■ GIVEN INSTRUCTION
Print the records below word for word, starting at the line that contains "From the image above, could you locate the ear" and ending at the line that contains "top-left (0, 144), bottom-right (274, 299)". Include both of those lines.

■ AVAILABLE RECORDS

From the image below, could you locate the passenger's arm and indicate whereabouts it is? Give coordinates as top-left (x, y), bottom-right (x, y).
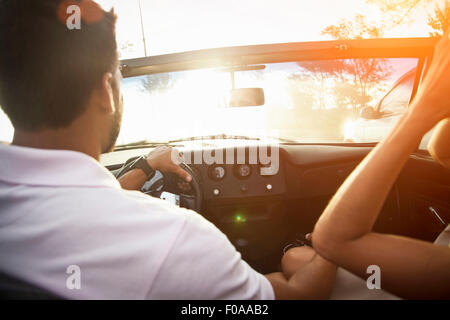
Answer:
top-left (266, 247), bottom-right (336, 300)
top-left (312, 34), bottom-right (450, 298)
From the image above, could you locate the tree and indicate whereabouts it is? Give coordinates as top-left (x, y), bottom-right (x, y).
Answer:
top-left (366, 0), bottom-right (450, 36)
top-left (141, 73), bottom-right (173, 93)
top-left (321, 14), bottom-right (384, 40)
top-left (297, 60), bottom-right (343, 109)
top-left (428, 2), bottom-right (450, 37)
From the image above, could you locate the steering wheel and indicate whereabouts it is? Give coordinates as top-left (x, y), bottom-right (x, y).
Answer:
top-left (116, 157), bottom-right (203, 213)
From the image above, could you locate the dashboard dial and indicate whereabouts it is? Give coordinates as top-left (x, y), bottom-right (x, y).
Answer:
top-left (235, 164), bottom-right (252, 178)
top-left (209, 166), bottom-right (226, 181)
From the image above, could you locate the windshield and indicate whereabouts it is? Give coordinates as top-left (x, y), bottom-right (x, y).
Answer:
top-left (117, 58), bottom-right (418, 144)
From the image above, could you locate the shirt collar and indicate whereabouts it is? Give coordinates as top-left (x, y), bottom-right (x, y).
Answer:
top-left (0, 143), bottom-right (120, 188)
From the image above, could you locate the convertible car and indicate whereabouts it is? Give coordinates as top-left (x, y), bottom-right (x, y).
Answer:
top-left (0, 38), bottom-right (450, 298)
top-left (106, 38), bottom-right (450, 273)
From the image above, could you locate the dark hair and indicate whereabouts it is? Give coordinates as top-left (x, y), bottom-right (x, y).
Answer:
top-left (0, 0), bottom-right (118, 131)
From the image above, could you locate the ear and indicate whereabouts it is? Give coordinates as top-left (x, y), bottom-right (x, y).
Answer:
top-left (99, 72), bottom-right (116, 114)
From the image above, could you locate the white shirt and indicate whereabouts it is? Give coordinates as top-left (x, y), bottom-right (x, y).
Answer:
top-left (0, 144), bottom-right (274, 299)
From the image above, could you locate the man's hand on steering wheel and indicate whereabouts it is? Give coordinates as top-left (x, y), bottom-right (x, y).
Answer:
top-left (147, 146), bottom-right (192, 182)
top-left (118, 146), bottom-right (192, 190)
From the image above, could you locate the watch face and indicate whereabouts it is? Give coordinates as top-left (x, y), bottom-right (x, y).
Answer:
top-left (235, 164), bottom-right (252, 178)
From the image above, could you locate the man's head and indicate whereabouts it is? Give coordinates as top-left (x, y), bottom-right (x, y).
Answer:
top-left (0, 0), bottom-right (122, 152)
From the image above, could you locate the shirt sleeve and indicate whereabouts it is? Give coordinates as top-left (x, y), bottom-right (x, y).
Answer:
top-left (147, 210), bottom-right (274, 300)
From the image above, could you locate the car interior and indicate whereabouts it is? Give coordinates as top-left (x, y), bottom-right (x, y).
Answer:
top-left (107, 39), bottom-right (450, 273)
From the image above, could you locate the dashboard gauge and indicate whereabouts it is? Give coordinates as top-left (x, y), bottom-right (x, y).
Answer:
top-left (209, 166), bottom-right (227, 181)
top-left (235, 164), bottom-right (252, 178)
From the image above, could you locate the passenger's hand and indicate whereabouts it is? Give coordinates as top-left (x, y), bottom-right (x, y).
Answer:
top-left (147, 146), bottom-right (192, 182)
top-left (410, 30), bottom-right (450, 129)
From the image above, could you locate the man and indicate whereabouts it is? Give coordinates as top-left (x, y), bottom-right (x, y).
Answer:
top-left (0, 0), bottom-right (336, 299)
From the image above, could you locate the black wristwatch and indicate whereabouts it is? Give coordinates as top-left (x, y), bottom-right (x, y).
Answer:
top-left (130, 156), bottom-right (156, 180)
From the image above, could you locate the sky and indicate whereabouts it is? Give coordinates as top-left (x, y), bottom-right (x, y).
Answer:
top-left (0, 0), bottom-right (445, 141)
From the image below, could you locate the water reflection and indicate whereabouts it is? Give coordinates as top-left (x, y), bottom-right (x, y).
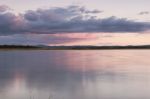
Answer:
top-left (0, 50), bottom-right (150, 99)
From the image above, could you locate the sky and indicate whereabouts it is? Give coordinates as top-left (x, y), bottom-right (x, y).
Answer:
top-left (0, 0), bottom-right (150, 46)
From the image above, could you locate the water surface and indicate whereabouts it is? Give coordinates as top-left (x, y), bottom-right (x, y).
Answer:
top-left (0, 50), bottom-right (150, 99)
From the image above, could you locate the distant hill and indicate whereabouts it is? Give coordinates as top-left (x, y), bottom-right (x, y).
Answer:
top-left (0, 45), bottom-right (150, 50)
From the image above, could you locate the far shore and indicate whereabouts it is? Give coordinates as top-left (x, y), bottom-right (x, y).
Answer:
top-left (0, 45), bottom-right (150, 50)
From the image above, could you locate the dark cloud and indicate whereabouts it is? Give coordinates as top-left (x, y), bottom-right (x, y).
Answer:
top-left (0, 6), bottom-right (150, 35)
top-left (139, 11), bottom-right (150, 15)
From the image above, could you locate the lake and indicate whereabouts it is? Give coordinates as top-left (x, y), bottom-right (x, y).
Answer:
top-left (0, 50), bottom-right (150, 99)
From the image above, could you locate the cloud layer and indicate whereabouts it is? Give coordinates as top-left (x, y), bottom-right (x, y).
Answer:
top-left (0, 5), bottom-right (150, 35)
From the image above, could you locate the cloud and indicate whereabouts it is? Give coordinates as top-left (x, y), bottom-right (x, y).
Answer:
top-left (0, 5), bottom-right (10, 13)
top-left (0, 33), bottom-right (97, 45)
top-left (139, 11), bottom-right (150, 15)
top-left (0, 6), bottom-right (150, 35)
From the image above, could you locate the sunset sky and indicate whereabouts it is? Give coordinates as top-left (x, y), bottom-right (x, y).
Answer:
top-left (0, 0), bottom-right (150, 46)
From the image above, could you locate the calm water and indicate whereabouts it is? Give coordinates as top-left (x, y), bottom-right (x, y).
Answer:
top-left (0, 50), bottom-right (150, 99)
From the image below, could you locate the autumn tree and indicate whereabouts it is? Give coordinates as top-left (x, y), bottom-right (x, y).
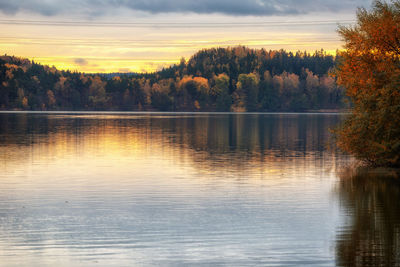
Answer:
top-left (337, 0), bottom-right (400, 166)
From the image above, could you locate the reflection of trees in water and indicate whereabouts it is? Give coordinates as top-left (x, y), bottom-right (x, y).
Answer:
top-left (336, 170), bottom-right (400, 266)
top-left (0, 114), bottom-right (340, 173)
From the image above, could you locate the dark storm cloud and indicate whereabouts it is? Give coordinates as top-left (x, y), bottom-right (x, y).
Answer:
top-left (0, 0), bottom-right (371, 16)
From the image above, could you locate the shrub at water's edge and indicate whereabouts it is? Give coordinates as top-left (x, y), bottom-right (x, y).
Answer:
top-left (336, 1), bottom-right (400, 167)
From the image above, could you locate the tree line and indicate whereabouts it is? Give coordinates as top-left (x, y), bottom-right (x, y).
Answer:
top-left (0, 46), bottom-right (346, 111)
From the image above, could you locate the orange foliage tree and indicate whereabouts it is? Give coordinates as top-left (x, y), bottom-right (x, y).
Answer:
top-left (336, 0), bottom-right (400, 167)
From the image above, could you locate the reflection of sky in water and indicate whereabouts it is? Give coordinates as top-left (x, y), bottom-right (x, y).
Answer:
top-left (0, 114), bottom-right (390, 266)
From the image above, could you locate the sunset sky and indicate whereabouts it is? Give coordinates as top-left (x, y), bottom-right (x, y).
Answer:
top-left (0, 0), bottom-right (372, 72)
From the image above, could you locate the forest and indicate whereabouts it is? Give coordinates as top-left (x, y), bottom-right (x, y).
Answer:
top-left (0, 46), bottom-right (348, 112)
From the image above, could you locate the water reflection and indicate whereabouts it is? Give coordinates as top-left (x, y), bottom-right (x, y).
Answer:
top-left (0, 114), bottom-right (348, 266)
top-left (336, 169), bottom-right (400, 266)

■ FINISHED ANSWER
From the image above, could you locate the ear and indicate whereabouts it is? Give coordinates as top-left (x, y), bottom-right (x, y).
Answer:
top-left (99, 72), bottom-right (116, 114)
From the image above, could you locate the white shirt and indicate whereabouts it is? Give coordinates as top-left (x, y), bottom-right (x, y).
Answer:
top-left (0, 144), bottom-right (274, 299)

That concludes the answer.